→ Compiti assegnati
1: Elenca tutti i numeri scritti in cifre nella pagina, senza ripetizioni e nell'ordine in cui compaiono per la prima volta.
2: Restituisci il passo della pagina che comincia con "Aggravamento del dissesto" e termina con "giudici di legittimità.", copiandolo senza modifiche.

→ Pagina

┌──

Ritardata richiesta di fallimento: per la bancarotta va provata la colpa grave
29 Ottobre 2013
La condotta di ritardata richiesta di fallimento è punibile, ai sensi dell'art. 217 l. fall., solo quando connotata da colpa grave: l'elemento soggettivo non si può presumere, ma va accertato in concreto, non essendo sufficiente il dato oggettivo del ritardo nella richiesta di dichiarazione di fallimento che abbia accentuato il dissesto societario. E' questo il principio espresso dalla V Sezione Penale della Cassazione, con la sentenza n. 43414 del 24 ottobre.
La fattispecie. Gli amministratori di una società venivano condannati, in primo e secondo grado, per il reato di bancarotta semplice ex art. 217 l. fall., per aver omesso di richiedere il fallimento della società, aggravandone il dissesto. Gli imputati proponevano ricorso per cassazione.
Aggravamento del dissesto ed elemento soggettivo. La sentenza della Corte d'Appello viene censurata nella parte in cui ha omesso di accertare la sussistenza dell'elemento soggettivo: motivo di impugnazione che si rivela fondato per i giudici di legittimità.

└──

→ Righe di dati
┌──

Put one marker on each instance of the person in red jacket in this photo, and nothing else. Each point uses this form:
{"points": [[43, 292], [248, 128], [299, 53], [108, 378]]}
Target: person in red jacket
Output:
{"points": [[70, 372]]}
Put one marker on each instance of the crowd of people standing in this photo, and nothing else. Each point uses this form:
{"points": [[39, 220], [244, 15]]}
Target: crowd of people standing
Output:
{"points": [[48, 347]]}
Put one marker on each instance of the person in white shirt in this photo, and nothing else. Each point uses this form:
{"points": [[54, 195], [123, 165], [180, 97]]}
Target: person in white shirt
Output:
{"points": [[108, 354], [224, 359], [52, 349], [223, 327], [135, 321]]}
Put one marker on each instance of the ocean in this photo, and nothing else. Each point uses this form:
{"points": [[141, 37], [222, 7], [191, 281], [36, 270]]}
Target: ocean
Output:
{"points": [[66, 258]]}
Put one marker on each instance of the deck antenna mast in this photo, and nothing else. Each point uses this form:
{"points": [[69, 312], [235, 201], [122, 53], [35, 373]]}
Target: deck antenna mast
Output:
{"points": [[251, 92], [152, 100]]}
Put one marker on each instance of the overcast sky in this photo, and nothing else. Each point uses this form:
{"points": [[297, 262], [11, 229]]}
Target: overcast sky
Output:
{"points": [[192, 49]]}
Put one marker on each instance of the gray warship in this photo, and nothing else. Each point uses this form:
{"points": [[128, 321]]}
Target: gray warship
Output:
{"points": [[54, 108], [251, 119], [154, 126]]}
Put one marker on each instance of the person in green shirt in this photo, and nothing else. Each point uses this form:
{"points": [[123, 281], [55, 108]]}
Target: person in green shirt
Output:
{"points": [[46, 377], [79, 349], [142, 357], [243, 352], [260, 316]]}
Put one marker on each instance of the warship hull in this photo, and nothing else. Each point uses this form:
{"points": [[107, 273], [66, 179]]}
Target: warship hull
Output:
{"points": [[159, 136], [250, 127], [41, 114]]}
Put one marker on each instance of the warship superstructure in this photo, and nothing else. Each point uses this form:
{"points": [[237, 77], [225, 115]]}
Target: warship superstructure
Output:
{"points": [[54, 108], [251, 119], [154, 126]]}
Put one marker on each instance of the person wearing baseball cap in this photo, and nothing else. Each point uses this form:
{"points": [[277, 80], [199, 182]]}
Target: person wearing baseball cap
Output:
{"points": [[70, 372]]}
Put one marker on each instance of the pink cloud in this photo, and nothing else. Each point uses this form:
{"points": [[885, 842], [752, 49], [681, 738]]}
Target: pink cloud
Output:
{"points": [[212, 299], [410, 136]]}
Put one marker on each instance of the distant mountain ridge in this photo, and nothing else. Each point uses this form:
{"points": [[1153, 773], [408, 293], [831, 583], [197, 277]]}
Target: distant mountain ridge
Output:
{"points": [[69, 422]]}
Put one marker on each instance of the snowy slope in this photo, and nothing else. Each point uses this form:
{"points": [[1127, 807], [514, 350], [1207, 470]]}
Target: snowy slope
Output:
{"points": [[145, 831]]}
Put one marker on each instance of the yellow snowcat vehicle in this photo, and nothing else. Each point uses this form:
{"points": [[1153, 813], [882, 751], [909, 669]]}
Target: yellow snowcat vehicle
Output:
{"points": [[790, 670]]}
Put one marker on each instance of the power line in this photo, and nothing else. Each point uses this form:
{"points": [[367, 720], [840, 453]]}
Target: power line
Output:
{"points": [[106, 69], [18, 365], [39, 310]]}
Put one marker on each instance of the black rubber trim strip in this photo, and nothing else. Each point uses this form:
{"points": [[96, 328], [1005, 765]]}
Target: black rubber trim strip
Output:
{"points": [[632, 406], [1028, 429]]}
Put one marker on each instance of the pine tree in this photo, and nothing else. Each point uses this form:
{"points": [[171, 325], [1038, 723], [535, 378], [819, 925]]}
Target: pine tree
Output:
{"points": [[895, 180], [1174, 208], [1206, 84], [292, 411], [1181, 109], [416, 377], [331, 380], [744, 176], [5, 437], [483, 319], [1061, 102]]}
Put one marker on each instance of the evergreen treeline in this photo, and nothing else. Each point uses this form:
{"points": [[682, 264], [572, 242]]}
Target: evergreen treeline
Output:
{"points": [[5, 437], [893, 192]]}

└──
┌──

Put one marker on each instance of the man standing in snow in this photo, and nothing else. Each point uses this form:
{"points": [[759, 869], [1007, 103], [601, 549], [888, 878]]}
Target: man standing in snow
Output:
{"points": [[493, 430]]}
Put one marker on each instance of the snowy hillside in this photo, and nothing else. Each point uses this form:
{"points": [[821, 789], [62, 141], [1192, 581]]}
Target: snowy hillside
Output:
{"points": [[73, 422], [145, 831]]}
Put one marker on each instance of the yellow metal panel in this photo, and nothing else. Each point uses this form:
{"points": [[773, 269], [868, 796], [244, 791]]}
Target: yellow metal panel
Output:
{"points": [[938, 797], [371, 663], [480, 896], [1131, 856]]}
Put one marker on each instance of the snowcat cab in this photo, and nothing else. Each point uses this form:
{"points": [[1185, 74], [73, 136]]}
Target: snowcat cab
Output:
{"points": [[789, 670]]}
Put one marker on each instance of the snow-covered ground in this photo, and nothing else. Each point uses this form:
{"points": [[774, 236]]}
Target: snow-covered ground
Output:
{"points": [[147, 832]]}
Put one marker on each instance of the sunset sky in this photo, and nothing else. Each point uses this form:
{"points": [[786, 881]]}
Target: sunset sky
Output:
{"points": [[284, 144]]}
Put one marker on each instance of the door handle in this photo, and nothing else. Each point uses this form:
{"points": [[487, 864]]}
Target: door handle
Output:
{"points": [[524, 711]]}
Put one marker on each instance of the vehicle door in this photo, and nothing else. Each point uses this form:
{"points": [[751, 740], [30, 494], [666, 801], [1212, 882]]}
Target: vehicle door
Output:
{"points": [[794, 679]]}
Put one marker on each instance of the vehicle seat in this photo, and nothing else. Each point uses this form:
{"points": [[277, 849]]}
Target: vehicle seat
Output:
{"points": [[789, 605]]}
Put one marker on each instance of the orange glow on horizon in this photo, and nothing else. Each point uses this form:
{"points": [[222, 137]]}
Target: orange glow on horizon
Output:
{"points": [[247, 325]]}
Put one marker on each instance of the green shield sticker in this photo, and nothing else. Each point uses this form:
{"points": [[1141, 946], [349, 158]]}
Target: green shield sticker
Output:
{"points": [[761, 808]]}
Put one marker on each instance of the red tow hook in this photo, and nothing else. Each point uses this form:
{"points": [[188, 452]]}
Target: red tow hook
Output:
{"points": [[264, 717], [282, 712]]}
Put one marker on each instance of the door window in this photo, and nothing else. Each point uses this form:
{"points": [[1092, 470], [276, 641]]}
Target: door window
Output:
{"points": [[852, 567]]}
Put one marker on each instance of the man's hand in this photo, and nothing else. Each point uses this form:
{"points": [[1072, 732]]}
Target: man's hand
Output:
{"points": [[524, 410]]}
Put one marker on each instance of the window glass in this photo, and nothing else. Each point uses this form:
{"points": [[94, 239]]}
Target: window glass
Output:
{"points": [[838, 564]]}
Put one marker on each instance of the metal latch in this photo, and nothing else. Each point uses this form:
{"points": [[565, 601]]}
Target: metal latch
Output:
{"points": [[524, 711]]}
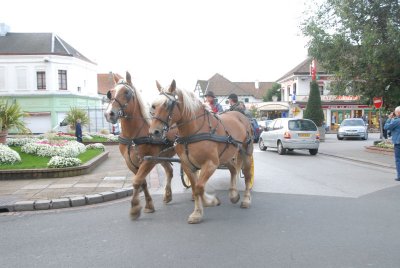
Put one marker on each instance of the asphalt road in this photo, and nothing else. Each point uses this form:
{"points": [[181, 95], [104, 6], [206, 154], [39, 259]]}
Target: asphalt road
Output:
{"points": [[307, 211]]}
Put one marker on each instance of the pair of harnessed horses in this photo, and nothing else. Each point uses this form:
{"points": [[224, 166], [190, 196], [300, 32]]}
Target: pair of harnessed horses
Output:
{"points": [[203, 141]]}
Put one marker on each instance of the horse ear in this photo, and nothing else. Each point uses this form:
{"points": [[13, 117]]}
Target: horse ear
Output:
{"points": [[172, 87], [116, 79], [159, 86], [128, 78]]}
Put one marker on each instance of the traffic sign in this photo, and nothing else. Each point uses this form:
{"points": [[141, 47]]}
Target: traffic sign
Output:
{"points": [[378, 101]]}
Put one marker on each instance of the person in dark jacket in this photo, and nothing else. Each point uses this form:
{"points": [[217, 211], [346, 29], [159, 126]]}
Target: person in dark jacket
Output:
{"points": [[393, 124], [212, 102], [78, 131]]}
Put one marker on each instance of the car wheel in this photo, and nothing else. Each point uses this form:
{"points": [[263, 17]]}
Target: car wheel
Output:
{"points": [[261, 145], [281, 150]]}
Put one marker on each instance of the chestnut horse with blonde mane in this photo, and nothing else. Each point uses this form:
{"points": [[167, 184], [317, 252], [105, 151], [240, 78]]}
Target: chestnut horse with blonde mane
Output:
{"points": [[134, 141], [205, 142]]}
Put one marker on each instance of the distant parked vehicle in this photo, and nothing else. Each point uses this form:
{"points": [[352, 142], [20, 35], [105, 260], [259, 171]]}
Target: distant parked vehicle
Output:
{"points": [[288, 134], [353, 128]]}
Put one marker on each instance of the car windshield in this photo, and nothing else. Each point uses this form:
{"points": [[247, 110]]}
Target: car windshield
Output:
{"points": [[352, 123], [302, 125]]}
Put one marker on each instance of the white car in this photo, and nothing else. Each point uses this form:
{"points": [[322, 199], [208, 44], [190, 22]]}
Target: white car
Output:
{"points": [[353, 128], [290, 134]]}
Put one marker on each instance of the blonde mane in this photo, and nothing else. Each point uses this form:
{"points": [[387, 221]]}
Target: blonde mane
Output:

└──

→ Le risposte
1: 29, 2013, 217, 43414, 24

2:
Aggravamento del dissesto ed elemento soggettivo. La sentenza della Corte d'Appello viene censurata nella parte in cui ha omesso di accertare la sussistenza dell'elemento soggettivo: motivo di impugnazione che si rivela fondato per i giudici di legittimità.